▶ _Provided text_
## Begin
What Is Happening To Our Country Under Tinubu — And Why You Should Be Terrified

I want you to read this slowly.
Not because it is complicated.
Because it is so clear — so documented, so brazen, so complete — that the instinct will be to dismiss it as impossible.
It is not impossible. It is happening. Right now. In your name. With your money. On your soil.

Nigeria is being handed over.
Not by force. Not by coup. Not by foreign invasion.
By a president who has systematically transferred the most strategic assets of Africa’s most populous nation — its highways, its ports, its coastline, its maritime future — into the hands of a convicted money launderer, a man banned from entering the United States on terrorism-related grounds, a man flagged by American intelligence for suspected links to Hezbollah financing.
His name is Gilbert Ramez Chagoury.
And he is not alone.
## End
▶ _Given task 1_
Retype the passage from the piece on Nigeria under Tinubu, from "It is not impossible." up to and including "by foreign invasion.".

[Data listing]
## Begin
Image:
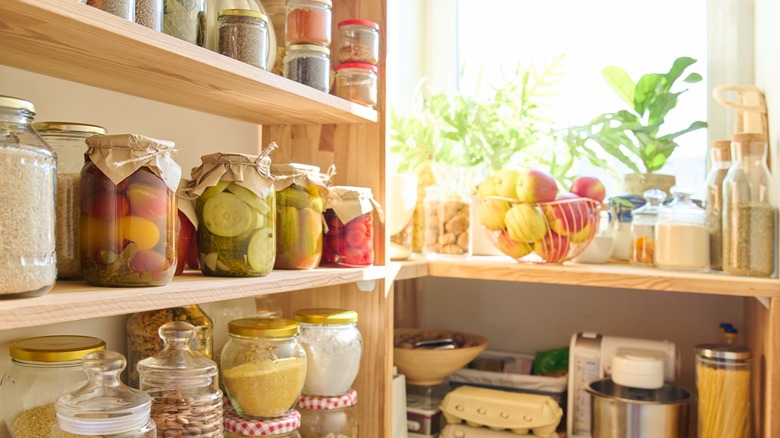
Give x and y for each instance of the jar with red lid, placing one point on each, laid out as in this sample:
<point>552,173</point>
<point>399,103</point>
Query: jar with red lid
<point>357,82</point>
<point>359,41</point>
## End
▶ _Given task 2_
Gather every line in the rows that contains the string "with", treating case as significant.

▶ _Exercise solution 1_
It is not impossible. It is happening. Right now. In your name. With your money. On your soil.

Nigeria is being handed over.
Not by force. Not by coup. Not by foreign invasion.

▶ _Exercise solution 2_
Give x and y for each instance of the jar with red lid, placing one point on each, laid out as in this sample:
Query: jar with red lid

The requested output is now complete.